WORK REQUEST.
Would you please copy out each entry exactly?

--

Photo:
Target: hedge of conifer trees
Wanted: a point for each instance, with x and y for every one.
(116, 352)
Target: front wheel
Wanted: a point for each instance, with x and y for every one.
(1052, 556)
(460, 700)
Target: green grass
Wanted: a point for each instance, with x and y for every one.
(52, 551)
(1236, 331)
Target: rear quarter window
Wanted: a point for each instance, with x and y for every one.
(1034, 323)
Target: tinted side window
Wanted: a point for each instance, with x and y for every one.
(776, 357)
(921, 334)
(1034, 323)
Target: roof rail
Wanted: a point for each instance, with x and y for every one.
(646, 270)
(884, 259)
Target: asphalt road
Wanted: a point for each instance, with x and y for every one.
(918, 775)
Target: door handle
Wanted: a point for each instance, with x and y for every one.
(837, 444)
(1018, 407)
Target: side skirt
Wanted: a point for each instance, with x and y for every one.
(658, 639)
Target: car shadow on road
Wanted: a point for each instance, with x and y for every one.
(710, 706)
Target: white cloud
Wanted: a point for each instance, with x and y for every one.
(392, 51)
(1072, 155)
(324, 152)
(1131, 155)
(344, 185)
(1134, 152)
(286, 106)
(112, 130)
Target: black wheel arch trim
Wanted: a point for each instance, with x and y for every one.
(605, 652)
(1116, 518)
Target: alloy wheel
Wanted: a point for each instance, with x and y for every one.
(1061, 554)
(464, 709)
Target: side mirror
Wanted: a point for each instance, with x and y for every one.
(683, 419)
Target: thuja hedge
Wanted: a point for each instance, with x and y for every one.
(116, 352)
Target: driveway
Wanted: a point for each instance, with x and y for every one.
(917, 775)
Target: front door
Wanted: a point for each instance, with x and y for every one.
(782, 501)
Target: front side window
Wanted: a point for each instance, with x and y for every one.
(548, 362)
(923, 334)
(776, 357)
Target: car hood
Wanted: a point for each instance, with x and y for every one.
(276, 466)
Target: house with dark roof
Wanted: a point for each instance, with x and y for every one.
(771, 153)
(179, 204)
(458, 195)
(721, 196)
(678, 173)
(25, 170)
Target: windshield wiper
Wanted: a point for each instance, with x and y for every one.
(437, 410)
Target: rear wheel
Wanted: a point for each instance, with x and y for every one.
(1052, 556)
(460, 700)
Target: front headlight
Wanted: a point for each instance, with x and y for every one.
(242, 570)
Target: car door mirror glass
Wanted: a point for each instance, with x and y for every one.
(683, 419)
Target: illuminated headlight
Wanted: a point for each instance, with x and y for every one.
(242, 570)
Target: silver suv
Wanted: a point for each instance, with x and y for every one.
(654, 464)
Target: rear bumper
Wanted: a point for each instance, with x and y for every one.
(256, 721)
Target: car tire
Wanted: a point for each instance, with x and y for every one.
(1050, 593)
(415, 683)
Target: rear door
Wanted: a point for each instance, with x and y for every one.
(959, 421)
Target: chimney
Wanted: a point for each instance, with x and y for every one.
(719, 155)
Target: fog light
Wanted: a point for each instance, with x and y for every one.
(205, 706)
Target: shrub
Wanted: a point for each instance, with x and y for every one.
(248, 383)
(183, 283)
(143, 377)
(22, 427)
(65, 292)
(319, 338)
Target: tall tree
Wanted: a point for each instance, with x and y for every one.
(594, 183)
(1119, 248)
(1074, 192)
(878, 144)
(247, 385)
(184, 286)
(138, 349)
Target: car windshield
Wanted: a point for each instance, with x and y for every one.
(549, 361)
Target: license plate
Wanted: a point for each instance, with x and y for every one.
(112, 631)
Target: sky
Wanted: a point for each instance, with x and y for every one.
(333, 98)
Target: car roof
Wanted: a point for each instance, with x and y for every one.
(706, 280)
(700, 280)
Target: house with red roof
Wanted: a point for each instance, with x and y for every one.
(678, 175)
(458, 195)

--

SOLUTION TO THIS TASK.
Photo:
Target: hedge of conifer trees
Wanted: a point for each instance, with x and y for every one.
(116, 352)
Target: front wheel
Wanted: a point for each instance, with x and y for every one.
(1052, 556)
(460, 700)
Target: green grass
Wanted: a point for each instance, with x and y for every one.
(52, 551)
(1236, 331)
Target: rear quarter window
Wanted: a point for each instance, with x and y for every one.
(1034, 323)
Target: tinted side window
Wanted: a point for each instance, with x and y for every one.
(776, 357)
(921, 334)
(1034, 323)
Target: roof rail
Wanted: a point for each instance, with x and y for every one.
(646, 270)
(884, 259)
Target: asphalt road
Wanted: a point for each instance, with x and y for every one.
(918, 775)
Target: door handle
Wanted: a point for each instance, with x and y for every one.
(837, 444)
(1018, 407)
Target: side skirt
Wanted: a point for each instance, with x and y for every one.
(658, 639)
Target: car shadow on road
Wanted: a point for each instance, with x and y for every one.
(710, 706)
Target: white cloud
Wanted: a point for each instance, with x and y for every one.
(392, 51)
(1072, 155)
(324, 152)
(1131, 155)
(344, 185)
(1134, 152)
(286, 106)
(112, 130)
Target: black wheel arch trim
Wanted: a point for each instance, with x and y for every one.
(605, 652)
(1116, 518)
Target: alloy wheel
Wanted: a point for each instance, with x and y for every one.
(1061, 554)
(464, 709)
Target: side mirror
Wanted: a point for each instance, with x and y for every one.
(683, 419)
Target: thuja hedge
Wanted: a point for each instance, with x and y for every one.
(116, 352)
Target: driveway
Wanted: a point for each instance, with x and y for every one.
(917, 775)
Target: front door
Wanted: a point for each instance, with x and y for every one.
(782, 501)
Target: front side window
Wanted: a point for each instance, with x and y for every one.
(548, 362)
(923, 334)
(776, 357)
Target: car hood
Wanted: a point for each instance, with x and y for every one.
(276, 466)
Target: house with dark roof
Wanted: a point for each instance, with x and y for every one.
(771, 153)
(179, 204)
(458, 195)
(721, 196)
(678, 173)
(25, 170)
Target: windshield wiper
Wanted: a point for each instance, with x and y for every one.
(437, 410)
Target: rear wheel
Wanted: a point for each instance, with x and y for every one.
(1052, 556)
(460, 700)
Target: front headlight
Wanted: a point for each instance, with x and y for every one.
(242, 570)
Target: car door mirror glass
Wanted: a point for each instance, with x and y for every one.
(683, 419)
Target: illuminated headlight
Wanted: a point for each instance, with x and y for every one.
(242, 570)
Target: silver suv
Wanted: a point for each instance, with x and y for every one.
(654, 464)
Target: rear bumper
Wanted: a point for each instance, with x and y for every one.
(256, 721)
Target: car tire
Wanted: a point for each instance, with x and y for every one.
(1050, 593)
(415, 683)
Target: rear door
Wanted: a point for each instance, with x and y for every one.
(959, 421)
Target: chimney
Wanted: a point for each instance, with x and y for every one.
(719, 155)
Target: fog light
Wanted: a point for each instance, with x and y for every one.
(205, 706)
Target: shrub
Wanted: a point for each instance, with x and y for every one.
(248, 383)
(183, 283)
(143, 377)
(22, 427)
(65, 292)
(319, 338)
Target: tall tree
Wanted: a point for each instance, with x and y for every one.
(594, 183)
(1119, 248)
(1074, 192)
(878, 144)
(247, 385)
(184, 286)
(138, 349)
Target: car windshield
Wanted: a point for each instance, with x and y for every one.
(549, 361)
Target: license plate
Wanted: a point for each instance, with x and y for every one.
(112, 631)
Target: sky
Wanted: a point for each instance, with x and y for every one.
(333, 98)
Target: car roof
Wanted: a point for each instance, with x and y for every one.
(706, 280)
(700, 280)
Target: house with red roof
Wanted: a point for each instance, with x and y for every one.
(678, 175)
(458, 195)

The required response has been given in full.